═════ Supplied data

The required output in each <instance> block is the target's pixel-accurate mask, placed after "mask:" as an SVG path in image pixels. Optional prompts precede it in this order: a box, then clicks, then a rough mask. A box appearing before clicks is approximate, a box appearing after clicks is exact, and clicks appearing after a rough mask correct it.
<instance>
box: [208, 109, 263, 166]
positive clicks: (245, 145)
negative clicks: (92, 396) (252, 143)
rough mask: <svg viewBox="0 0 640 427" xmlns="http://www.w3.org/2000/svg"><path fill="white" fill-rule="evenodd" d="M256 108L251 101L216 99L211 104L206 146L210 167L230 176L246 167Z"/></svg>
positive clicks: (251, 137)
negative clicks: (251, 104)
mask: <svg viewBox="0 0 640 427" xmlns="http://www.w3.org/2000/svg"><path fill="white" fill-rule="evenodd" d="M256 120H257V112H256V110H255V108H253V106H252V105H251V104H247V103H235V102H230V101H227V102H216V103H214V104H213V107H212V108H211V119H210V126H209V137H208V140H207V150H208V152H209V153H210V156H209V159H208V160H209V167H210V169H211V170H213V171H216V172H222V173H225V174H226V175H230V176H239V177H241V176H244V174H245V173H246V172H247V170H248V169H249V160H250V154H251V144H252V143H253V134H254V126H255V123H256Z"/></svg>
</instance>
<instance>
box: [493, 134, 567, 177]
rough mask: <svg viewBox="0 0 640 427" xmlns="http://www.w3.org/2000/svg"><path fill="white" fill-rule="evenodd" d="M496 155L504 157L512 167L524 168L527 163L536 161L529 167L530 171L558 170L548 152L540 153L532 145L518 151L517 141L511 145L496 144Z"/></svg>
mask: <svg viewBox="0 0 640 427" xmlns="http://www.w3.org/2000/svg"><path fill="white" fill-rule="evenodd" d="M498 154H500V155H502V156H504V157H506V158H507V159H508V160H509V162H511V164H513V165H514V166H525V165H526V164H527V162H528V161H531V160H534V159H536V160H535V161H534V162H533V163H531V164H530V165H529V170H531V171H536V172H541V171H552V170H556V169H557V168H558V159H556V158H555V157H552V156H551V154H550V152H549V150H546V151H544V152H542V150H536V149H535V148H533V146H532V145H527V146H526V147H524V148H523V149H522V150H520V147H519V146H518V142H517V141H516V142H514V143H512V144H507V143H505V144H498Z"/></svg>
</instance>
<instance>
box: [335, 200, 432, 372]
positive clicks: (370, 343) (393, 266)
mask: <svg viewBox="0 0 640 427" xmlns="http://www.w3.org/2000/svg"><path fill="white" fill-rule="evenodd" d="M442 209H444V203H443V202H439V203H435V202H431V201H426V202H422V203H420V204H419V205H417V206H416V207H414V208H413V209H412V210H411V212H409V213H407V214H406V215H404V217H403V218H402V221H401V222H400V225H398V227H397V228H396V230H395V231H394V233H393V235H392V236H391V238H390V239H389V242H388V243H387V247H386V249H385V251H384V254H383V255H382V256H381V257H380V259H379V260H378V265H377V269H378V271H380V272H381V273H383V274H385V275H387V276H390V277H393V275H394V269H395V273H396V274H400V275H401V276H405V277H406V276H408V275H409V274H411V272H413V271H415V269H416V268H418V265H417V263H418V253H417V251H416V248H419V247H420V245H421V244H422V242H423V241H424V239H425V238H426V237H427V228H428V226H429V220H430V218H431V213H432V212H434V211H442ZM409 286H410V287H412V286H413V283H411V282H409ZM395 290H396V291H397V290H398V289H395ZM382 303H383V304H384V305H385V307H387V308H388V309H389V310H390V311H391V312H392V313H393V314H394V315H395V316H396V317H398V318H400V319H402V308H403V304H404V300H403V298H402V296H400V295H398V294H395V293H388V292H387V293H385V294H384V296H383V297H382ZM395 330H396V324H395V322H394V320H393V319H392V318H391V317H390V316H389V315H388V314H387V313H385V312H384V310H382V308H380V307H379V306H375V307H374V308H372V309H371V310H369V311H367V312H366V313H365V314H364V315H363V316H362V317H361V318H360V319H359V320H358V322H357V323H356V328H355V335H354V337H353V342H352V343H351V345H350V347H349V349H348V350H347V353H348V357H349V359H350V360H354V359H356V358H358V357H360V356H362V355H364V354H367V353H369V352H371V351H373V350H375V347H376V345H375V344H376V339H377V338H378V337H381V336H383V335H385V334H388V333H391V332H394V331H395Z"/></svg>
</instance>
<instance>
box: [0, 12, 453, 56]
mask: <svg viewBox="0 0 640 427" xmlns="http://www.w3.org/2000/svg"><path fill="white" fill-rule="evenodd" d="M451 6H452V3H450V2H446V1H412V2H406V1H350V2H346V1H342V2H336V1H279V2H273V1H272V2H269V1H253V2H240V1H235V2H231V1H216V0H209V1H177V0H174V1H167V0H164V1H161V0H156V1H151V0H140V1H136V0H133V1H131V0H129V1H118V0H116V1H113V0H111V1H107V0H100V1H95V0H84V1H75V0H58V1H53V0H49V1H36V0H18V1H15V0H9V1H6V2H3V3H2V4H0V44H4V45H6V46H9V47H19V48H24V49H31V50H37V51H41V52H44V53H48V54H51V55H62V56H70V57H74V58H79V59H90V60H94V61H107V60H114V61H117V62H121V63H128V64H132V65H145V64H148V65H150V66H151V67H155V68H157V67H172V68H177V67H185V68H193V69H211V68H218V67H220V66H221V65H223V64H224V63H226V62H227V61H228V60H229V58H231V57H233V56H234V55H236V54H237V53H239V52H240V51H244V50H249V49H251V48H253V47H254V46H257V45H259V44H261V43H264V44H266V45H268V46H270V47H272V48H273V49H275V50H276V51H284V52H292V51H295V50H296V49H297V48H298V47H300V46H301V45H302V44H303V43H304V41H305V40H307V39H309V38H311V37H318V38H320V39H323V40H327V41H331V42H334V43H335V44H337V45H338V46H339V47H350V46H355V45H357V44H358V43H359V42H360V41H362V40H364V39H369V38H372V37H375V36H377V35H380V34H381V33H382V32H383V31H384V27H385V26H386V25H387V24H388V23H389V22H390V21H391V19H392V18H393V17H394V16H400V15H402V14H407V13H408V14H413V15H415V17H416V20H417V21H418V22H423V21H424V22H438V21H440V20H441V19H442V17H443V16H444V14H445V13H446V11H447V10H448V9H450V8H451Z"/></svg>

══════════

The entries above need to be repeated in full, exactly as written.

▶ **Answer**
The required output in each <instance> block is the target's pixel-accurate mask, placed after "mask:" as an SVG path in image pixels. Optional prompts precede it in this order: a box, then clicks, then a rough mask. A box appearing before clicks is approximate, a box appearing after clicks is exact, and clicks appearing after a rough mask correct it.
<instance>
box: [208, 109, 263, 166]
positive clicks: (245, 145)
negative clicks: (92, 396) (252, 143)
rough mask: <svg viewBox="0 0 640 427" xmlns="http://www.w3.org/2000/svg"><path fill="white" fill-rule="evenodd" d="M256 108L251 101L216 99L211 104L206 146L210 167L230 176L246 167Z"/></svg>
positive clicks: (251, 137)
negative clicks: (251, 104)
mask: <svg viewBox="0 0 640 427" xmlns="http://www.w3.org/2000/svg"><path fill="white" fill-rule="evenodd" d="M256 120H257V112H256V110H255V108H253V106H252V105H251V104H247V103H235V102H230V101H227V102H216V103H214V104H213V107H212V108H211V119H210V126H209V137H208V140H207V150H208V152H209V153H210V156H209V159H208V160H209V167H210V169H211V170H213V171H216V172H222V173H225V174H226V175H230V176H239V177H241V176H244V174H245V173H246V172H247V170H248V169H249V160H250V154H251V144H252V143H253V134H254V126H255V123H256Z"/></svg>
</instance>
<instance>
box: [493, 134, 567, 177]
rough mask: <svg viewBox="0 0 640 427" xmlns="http://www.w3.org/2000/svg"><path fill="white" fill-rule="evenodd" d="M496 155L504 157L512 167L524 168L527 163L536 161L529 167L530 171L558 170L548 152L540 153L532 145L518 151L517 141L511 145L496 144Z"/></svg>
mask: <svg viewBox="0 0 640 427" xmlns="http://www.w3.org/2000/svg"><path fill="white" fill-rule="evenodd" d="M498 154H500V155H502V156H504V157H506V158H507V159H508V160H509V162H511V164H513V165H514V166H525V165H526V164H527V162H528V161H531V160H534V159H536V160H535V161H534V162H533V163H531V164H530V165H529V170H531V171H536V172H541V171H552V170H556V169H557V168H558V159H556V158H555V157H552V156H551V154H550V152H549V150H546V151H544V152H542V150H536V149H535V148H533V146H532V145H527V146H526V147H524V148H523V149H522V150H520V147H519V146H518V142H517V141H516V142H514V143H512V144H507V143H505V144H498Z"/></svg>
</instance>
<instance>
box: [335, 200, 432, 372]
positive clicks: (370, 343) (393, 266)
mask: <svg viewBox="0 0 640 427" xmlns="http://www.w3.org/2000/svg"><path fill="white" fill-rule="evenodd" d="M442 209H444V203H443V202H439V203H435V202H431V201H426V202H422V203H420V204H419V205H417V206H416V207H414V208H413V209H412V210H411V212H409V213H407V214H406V215H404V217H403V218H402V221H401V222H400V225H398V227H397V228H396V230H395V231H394V233H393V235H392V236H391V238H390V239H389V242H388V243H387V247H386V249H385V251H384V254H383V255H382V256H381V257H380V259H379V260H378V265H377V269H378V271H380V272H381V273H383V274H385V275H387V276H390V277H393V275H394V269H395V273H396V274H400V275H401V276H405V277H406V276H408V275H409V274H411V272H413V271H415V269H416V268H418V265H417V263H418V253H417V251H416V248H419V247H420V245H421V244H422V242H423V241H424V239H425V238H426V237H427V228H428V226H429V220H430V218H431V213H432V212H434V211H442ZM409 286H410V287H412V286H413V283H411V282H409ZM395 290H396V291H397V290H398V289H395ZM382 303H383V304H384V305H385V307H387V308H388V309H389V310H390V311H391V312H392V313H393V314H394V315H395V316H396V317H398V318H400V319H402V308H403V304H404V300H403V298H402V296H400V295H398V294H395V293H388V292H387V293H385V294H384V296H383V297H382ZM395 330H396V324H395V322H394V320H393V319H392V318H391V317H390V316H389V315H388V314H387V313H385V312H384V310H382V308H380V307H379V306H375V307H374V308H372V309H371V310H369V311H367V312H366V313H365V314H364V315H363V316H362V317H361V318H360V319H359V320H358V322H357V323H356V328H355V335H354V337H353V342H352V343H351V345H350V347H349V349H348V350H347V353H348V357H349V359H350V360H354V359H356V358H358V357H360V356H362V355H364V354H367V353H369V352H371V351H373V350H375V347H376V345H375V344H376V339H377V338H378V337H381V336H383V335H385V334H388V333H391V332H394V331H395Z"/></svg>
</instance>
<instance>
box: [0, 12, 453, 56]
mask: <svg viewBox="0 0 640 427" xmlns="http://www.w3.org/2000/svg"><path fill="white" fill-rule="evenodd" d="M451 6H452V3H450V2H446V1H412V2H406V1H350V2H346V1H342V2H336V1H279V2H273V1H272V2H269V1H253V2H240V1H235V2H231V1H216V0H209V1H177V0H174V1H167V0H164V1H161V0H156V1H151V0H140V1H136V0H133V1H131V0H129V1H118V0H116V1H113V0H111V1H107V0H100V1H95V0H84V1H75V0H58V1H53V0H49V1H36V0H18V1H15V0H9V1H6V2H3V3H2V4H0V44H4V45H6V46H9V47H19V48H24V49H31V50H37V51H41V52H44V53H48V54H51V55H62V56H70V57H74V58H79V59H90V60H94V61H107V60H114V61H117V62H121V63H128V64H132V65H145V64H148V65H150V66H151V67H155V68H157V67H172V68H177V67H185V68H193V69H211V68H218V67H220V66H221V65H223V64H224V63H226V62H227V61H228V60H229V58H231V57H233V56H234V55H236V54H237V53H239V52H240V51H244V50H249V49H251V48H253V47H254V46H257V45H259V44H261V43H264V44H266V45H268V46H270V47H272V48H273V49H275V50H276V51H284V52H292V51H295V50H296V49H297V48H298V47H300V46H301V45H302V44H303V43H304V41H305V40H307V39H309V38H311V37H318V38H320V39H323V40H327V41H331V42H334V43H335V44H337V45H338V46H339V47H350V46H355V45H357V44H358V43H359V42H360V41H362V40H364V39H369V38H372V37H375V36H377V35H380V34H381V33H382V32H383V31H384V27H385V26H386V25H387V24H388V23H389V22H390V21H391V19H392V18H393V17H394V16H400V15H402V14H407V13H408V14H413V15H415V17H416V20H417V21H418V22H423V21H424V22H438V21H440V20H441V19H442V17H443V16H444V14H445V13H446V11H447V10H448V9H450V8H451Z"/></svg>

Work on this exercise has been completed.